TEXTE AFFICHÉ ▸
++++++++

Mais au delà du paysage, ce que je
retiendrai de Chiloé c'est mon séjour à l'auberge et ses
mémorables soirées. Le gérant, Miguel, est un véritable
personnage. On n'est pas vraiment dans une auberge, on est chez lui
et on est très bien accueilli. Fin cuisinier, il s'affairera
derrières ses fourneaux pour offrir au petit comité de résidents
une excellente découverte des produits culinaires de l'île
(poissons et fruits de mer).
Fêtes de fin d'année obligent, il accueille également son cousin
et son épouse. Son cousin qui joue pas moins de deux cent quarante
instruments nous offrira quelques démonstrations pour accompagner
finement ces mets. Miguel ambitionne d'ouvrir un restaurant, en
plaisantant je lui propose comida y glou glou,
mais l'idée semble avoir fait mouche. Si jamais vous passez par là
et voyez un restaurant avec ce nom là, ne cherchez pas plus loin
l'origine.

++++++++

Annotations de photos par polygones:
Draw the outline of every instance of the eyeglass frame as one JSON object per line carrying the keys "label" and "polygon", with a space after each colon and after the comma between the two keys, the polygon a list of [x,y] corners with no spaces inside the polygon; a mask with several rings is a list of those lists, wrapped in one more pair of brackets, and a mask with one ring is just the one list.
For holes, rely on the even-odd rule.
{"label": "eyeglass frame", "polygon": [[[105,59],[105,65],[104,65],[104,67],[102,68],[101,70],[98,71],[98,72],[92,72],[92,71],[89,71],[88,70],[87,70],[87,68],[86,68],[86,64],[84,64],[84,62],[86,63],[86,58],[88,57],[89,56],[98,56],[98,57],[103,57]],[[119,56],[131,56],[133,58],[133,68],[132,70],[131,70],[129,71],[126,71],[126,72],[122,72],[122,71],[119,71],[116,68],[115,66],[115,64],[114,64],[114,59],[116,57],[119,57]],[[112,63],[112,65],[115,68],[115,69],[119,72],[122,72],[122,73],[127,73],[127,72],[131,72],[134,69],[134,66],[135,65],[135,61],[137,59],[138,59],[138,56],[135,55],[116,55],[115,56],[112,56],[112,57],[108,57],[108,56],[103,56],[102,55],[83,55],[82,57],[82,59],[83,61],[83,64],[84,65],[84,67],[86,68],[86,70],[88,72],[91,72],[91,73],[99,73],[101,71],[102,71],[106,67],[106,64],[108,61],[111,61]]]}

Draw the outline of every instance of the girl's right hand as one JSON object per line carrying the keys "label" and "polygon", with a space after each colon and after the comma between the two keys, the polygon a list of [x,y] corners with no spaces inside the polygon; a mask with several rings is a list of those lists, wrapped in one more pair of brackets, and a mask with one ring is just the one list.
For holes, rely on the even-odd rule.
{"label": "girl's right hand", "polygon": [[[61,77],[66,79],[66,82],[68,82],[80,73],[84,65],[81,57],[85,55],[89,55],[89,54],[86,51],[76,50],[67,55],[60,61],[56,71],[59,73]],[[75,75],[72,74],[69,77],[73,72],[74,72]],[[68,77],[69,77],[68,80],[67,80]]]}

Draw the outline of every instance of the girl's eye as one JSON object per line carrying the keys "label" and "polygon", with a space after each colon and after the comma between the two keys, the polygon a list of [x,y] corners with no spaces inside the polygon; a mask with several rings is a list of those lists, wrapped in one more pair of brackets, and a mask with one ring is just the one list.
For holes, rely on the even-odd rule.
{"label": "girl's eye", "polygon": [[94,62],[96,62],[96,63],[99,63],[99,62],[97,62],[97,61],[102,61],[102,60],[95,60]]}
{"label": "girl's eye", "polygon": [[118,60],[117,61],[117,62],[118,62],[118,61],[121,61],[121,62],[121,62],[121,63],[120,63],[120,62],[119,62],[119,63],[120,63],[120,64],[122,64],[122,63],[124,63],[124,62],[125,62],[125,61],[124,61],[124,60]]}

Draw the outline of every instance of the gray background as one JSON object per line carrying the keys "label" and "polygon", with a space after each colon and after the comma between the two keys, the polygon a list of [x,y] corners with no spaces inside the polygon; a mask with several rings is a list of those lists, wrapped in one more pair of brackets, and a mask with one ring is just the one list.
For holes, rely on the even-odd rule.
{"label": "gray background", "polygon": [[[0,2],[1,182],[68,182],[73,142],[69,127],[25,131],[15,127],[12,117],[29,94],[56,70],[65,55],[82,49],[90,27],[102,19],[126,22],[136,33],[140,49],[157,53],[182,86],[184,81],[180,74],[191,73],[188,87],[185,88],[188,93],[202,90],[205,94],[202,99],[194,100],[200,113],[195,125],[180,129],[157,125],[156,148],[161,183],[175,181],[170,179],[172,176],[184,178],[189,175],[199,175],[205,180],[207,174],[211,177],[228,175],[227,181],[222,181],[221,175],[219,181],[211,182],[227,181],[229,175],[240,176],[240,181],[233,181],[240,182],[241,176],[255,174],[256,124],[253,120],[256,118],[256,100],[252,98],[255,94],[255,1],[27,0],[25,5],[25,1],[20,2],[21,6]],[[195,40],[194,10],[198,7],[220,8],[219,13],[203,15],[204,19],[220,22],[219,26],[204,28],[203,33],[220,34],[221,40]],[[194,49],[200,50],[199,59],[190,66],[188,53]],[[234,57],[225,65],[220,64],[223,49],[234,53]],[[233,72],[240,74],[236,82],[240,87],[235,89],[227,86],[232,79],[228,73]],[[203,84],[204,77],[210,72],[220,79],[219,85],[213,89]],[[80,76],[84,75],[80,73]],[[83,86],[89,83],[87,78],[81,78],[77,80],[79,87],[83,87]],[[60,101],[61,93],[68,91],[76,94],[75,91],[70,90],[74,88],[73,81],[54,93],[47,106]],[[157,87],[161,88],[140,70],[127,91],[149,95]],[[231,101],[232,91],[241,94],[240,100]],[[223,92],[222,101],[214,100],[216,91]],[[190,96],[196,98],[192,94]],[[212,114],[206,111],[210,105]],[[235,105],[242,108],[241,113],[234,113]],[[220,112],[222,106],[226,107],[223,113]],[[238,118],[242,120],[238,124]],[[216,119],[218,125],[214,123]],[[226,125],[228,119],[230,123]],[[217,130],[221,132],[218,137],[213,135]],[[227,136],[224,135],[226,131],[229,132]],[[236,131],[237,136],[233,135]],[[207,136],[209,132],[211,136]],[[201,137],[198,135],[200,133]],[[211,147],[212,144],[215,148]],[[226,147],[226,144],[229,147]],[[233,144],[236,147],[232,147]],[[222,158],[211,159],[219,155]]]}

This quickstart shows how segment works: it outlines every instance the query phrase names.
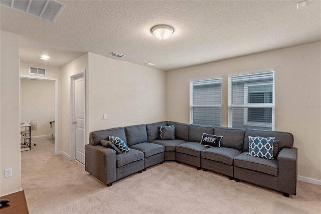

++++++++

CONSIGNE DE LA TÂCHE ▸
Quelle suite donneriez-vous au récit du séjour à Chiloé, en reprenant juste après sa dernière phrase ?

RÉSULTAT ▸
Le
lendemain et quatre
heures de bus plus
loin, en raccrochant au continent, je fait escale à Puerto Varas où
je vais passer Noël. Je reste dans l'ambiance puisque l'auberge a
décidé d'organiser un petit repas de Noël. Les choses sont bien
faites, on a dressé une table pour une vingtaine de convives dans
une salle tout juste assez grande. Nous avons un joli panaché de
nationalités (sans doublon)
pour une très belle soirée d'échange. Un anglais de Sheffield, une
allemande expatriée à Vienne, un danois, une polonaise, une
finlandaise, un couple andalous, un australien de Perth, un américain
d'Austin, une uruguayenne, deux potes chiliens qui traversent le pays
à vélo, une brésilienne, un israélien, un argentin de Bariloche.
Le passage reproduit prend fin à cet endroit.